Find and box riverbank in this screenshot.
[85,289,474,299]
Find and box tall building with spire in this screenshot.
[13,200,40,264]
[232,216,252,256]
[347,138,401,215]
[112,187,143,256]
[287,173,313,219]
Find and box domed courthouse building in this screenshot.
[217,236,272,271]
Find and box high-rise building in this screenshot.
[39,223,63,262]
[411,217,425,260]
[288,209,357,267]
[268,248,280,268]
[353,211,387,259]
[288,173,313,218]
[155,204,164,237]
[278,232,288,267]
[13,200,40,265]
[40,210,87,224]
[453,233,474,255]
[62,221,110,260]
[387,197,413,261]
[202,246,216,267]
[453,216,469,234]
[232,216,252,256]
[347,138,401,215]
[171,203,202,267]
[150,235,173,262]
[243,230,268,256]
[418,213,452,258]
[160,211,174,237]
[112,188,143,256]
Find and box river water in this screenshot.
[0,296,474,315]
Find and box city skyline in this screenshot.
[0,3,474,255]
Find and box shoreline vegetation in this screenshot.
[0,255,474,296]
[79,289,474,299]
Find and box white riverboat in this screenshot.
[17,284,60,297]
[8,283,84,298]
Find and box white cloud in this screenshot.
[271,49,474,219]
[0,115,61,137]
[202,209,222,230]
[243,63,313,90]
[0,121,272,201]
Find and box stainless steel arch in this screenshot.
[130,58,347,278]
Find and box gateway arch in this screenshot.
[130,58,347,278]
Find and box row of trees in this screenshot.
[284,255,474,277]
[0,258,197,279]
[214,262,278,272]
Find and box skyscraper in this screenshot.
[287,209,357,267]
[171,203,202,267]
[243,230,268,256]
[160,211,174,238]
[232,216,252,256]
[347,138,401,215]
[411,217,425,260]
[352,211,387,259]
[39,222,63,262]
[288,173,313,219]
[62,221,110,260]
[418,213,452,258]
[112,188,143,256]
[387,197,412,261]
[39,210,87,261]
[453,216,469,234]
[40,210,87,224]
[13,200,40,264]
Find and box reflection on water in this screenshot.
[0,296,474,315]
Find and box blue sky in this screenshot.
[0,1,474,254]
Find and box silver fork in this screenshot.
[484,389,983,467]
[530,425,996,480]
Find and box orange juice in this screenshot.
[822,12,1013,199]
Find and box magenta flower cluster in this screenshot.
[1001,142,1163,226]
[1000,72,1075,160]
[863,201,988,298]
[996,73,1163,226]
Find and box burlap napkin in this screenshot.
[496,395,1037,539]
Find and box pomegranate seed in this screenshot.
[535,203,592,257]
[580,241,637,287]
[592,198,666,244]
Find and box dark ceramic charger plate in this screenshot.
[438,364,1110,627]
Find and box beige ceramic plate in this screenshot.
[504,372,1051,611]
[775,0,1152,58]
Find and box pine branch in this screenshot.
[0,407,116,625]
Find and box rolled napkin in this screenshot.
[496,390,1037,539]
::::
Task objective:
State how many lines in the items above contain the word "ceramic". Give only the number.

The response:
2